From the line containing "the open notebook?" down to the last line of the material, return those lines verbatim and only those.

#### Data supplied
_ _ _ _ _

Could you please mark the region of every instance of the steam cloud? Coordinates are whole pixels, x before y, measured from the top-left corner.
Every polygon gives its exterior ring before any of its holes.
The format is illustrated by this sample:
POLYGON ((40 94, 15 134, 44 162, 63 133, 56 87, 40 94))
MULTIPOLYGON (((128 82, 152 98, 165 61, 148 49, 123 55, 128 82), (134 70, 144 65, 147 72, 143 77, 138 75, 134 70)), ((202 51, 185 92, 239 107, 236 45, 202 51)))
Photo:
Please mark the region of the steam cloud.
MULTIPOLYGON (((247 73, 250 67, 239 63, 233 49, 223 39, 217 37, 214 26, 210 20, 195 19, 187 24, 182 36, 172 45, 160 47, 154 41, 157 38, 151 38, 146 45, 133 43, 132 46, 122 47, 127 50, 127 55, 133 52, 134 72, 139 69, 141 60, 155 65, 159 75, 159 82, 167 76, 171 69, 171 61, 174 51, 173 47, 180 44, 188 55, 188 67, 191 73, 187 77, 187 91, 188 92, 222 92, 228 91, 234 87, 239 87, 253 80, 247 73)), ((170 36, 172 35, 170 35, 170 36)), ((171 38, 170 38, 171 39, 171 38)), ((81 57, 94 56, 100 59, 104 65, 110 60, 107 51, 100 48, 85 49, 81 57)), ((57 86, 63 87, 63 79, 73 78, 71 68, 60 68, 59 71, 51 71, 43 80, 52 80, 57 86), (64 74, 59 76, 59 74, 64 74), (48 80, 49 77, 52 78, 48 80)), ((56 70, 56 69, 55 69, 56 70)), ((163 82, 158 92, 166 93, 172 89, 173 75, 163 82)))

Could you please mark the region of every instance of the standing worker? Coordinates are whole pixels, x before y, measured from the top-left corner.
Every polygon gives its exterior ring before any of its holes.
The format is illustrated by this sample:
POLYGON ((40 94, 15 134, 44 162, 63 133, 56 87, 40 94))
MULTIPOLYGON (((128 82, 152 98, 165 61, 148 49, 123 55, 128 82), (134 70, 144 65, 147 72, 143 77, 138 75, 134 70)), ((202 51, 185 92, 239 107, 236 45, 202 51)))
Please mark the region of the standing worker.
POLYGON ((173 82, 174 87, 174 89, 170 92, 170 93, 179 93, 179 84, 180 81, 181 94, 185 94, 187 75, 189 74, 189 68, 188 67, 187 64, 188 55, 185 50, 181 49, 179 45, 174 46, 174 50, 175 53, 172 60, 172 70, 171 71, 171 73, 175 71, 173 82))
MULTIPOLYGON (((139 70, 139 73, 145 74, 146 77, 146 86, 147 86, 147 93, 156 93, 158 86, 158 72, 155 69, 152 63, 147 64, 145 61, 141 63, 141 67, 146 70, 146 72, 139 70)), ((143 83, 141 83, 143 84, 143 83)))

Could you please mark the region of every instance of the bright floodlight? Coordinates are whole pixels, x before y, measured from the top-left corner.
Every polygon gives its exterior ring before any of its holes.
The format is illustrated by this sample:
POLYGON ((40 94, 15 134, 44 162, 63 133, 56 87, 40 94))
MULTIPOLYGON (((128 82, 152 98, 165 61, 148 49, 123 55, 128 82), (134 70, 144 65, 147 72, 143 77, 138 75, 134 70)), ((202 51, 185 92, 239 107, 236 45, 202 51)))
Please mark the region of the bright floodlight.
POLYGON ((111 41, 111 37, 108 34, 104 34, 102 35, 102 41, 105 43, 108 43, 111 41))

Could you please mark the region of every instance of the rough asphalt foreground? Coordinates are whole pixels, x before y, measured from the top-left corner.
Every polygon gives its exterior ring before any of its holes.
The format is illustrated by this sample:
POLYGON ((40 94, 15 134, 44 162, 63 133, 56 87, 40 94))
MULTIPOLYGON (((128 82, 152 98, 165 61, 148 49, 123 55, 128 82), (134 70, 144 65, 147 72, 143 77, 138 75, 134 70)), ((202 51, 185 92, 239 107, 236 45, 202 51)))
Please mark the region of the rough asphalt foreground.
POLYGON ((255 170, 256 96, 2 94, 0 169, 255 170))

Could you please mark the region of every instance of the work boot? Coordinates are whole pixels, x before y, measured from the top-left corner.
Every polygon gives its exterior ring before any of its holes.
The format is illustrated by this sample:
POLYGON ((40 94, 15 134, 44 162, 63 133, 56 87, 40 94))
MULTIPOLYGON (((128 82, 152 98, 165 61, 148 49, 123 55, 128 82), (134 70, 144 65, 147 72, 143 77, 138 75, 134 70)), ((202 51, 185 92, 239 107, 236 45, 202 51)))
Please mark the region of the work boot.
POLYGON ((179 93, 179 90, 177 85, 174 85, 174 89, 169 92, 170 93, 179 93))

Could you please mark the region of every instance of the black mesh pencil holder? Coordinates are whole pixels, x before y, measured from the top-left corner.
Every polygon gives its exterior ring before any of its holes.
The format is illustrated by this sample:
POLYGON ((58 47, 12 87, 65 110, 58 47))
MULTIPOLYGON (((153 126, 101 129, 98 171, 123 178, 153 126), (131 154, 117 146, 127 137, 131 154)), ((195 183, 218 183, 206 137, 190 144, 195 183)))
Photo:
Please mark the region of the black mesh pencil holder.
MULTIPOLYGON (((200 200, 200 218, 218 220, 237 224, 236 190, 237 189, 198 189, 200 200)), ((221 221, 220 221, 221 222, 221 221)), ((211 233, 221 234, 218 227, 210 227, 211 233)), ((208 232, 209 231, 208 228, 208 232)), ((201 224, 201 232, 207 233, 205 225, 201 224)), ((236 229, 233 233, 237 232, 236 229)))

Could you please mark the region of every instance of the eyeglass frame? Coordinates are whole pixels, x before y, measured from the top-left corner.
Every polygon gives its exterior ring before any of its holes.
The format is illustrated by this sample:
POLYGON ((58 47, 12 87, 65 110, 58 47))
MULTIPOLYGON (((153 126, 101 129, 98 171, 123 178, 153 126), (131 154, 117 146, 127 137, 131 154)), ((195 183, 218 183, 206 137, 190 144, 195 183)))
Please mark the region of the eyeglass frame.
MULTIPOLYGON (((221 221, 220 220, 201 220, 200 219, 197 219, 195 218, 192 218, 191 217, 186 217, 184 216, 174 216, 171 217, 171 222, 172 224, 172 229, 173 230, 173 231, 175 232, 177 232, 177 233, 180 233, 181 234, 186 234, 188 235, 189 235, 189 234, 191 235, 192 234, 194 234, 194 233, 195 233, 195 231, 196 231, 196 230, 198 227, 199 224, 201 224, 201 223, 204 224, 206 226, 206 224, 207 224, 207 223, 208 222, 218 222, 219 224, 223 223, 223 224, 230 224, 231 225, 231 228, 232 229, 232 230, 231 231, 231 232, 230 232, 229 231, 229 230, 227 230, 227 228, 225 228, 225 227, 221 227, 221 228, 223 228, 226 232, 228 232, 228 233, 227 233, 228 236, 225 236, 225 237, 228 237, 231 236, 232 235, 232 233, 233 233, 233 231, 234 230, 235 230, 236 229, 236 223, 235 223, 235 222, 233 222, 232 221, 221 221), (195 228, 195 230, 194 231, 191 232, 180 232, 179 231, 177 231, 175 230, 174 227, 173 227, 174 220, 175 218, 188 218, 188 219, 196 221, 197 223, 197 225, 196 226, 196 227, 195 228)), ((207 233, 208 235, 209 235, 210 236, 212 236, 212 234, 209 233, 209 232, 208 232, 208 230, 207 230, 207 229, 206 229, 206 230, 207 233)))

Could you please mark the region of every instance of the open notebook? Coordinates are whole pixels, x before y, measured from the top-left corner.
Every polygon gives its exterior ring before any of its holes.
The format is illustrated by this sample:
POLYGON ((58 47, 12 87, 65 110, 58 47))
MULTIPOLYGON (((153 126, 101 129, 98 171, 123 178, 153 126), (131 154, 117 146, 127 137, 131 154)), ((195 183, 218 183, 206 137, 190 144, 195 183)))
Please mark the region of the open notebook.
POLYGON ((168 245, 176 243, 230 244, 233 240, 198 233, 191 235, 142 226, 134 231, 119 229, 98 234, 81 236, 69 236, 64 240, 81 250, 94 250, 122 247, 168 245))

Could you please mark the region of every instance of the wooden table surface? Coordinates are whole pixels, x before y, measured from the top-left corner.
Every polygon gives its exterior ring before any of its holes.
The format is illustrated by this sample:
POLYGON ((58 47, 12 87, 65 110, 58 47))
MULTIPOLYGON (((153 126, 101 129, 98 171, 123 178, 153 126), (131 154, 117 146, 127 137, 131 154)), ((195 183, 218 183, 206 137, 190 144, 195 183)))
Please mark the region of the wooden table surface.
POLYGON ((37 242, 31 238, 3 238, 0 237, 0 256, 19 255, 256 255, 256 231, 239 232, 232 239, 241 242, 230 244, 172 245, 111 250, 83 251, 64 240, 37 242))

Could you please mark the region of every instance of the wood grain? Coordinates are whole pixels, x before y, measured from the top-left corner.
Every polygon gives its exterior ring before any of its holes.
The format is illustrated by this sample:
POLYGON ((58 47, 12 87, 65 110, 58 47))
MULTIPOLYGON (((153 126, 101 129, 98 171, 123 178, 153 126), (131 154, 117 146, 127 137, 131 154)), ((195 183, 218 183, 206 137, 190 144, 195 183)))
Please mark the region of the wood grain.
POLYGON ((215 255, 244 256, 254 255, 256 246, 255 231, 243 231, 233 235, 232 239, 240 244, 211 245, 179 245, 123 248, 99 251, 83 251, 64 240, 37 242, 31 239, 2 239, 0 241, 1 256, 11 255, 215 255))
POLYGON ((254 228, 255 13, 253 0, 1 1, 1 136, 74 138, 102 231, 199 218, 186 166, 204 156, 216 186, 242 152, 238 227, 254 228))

_ _ _ _ _

#### Correct result
Could you please mark the region of every instance of the open notebook? Coordinates are whole pixels, x before y, measured from the top-left corner.
Every polygon gives its exterior ring before any of its holes.
The format is illustrated by this sample:
POLYGON ((58 47, 12 87, 65 110, 58 47))
MULTIPOLYGON (((153 126, 101 129, 98 171, 123 178, 153 126), (131 154, 117 146, 127 137, 131 154)), ((195 183, 218 183, 206 137, 190 144, 195 183)))
Please mark the region of the open notebook.
POLYGON ((168 245, 176 243, 230 244, 233 240, 198 233, 191 235, 142 226, 134 231, 119 229, 98 234, 81 236, 69 236, 64 240, 81 250, 94 250, 122 247, 168 245))

Could you please mark the region of every instance of the wooden table surface? Coordinates are whole pixels, x before y, measured from the top-left corner.
Every polygon gives its exterior ring before any of its holes.
The format is illustrated by this sample:
POLYGON ((58 47, 12 87, 65 110, 58 47))
MULTIPOLYGON (((153 126, 101 129, 98 171, 123 178, 153 126), (131 154, 117 146, 127 137, 131 154)), ((195 183, 218 183, 206 137, 190 144, 195 183)))
Please mark the region of the wooden table surface.
POLYGON ((37 242, 31 238, 3 238, 0 237, 0 256, 19 255, 256 255, 256 231, 239 232, 232 239, 241 242, 230 244, 172 245, 111 250, 83 251, 64 240, 37 242))

Could you please mark the region of every instance of the wood grain? Coordinates are whole pixels, x before y, measured from the top-left corner.
Every polygon gives its exterior ring before any of its holes.
The format is illustrated by this sample:
POLYGON ((58 47, 12 87, 65 110, 58 47))
MULTIPOLYGON (((153 126, 101 129, 98 171, 123 178, 153 126), (131 154, 117 146, 127 137, 131 154)), ((195 183, 218 183, 206 137, 190 144, 195 183)))
Please mark the region of the wood grain.
POLYGON ((215 255, 244 256, 254 255, 256 246, 255 231, 243 231, 233 235, 232 239, 240 244, 211 245, 179 245, 123 248, 99 251, 83 251, 64 240, 37 242, 31 239, 2 239, 0 241, 1 256, 11 255, 215 255))
POLYGON ((254 228, 255 13, 253 0, 1 1, 1 136, 74 138, 102 231, 199 218, 186 166, 204 156, 216 186, 242 152, 238 227, 254 228))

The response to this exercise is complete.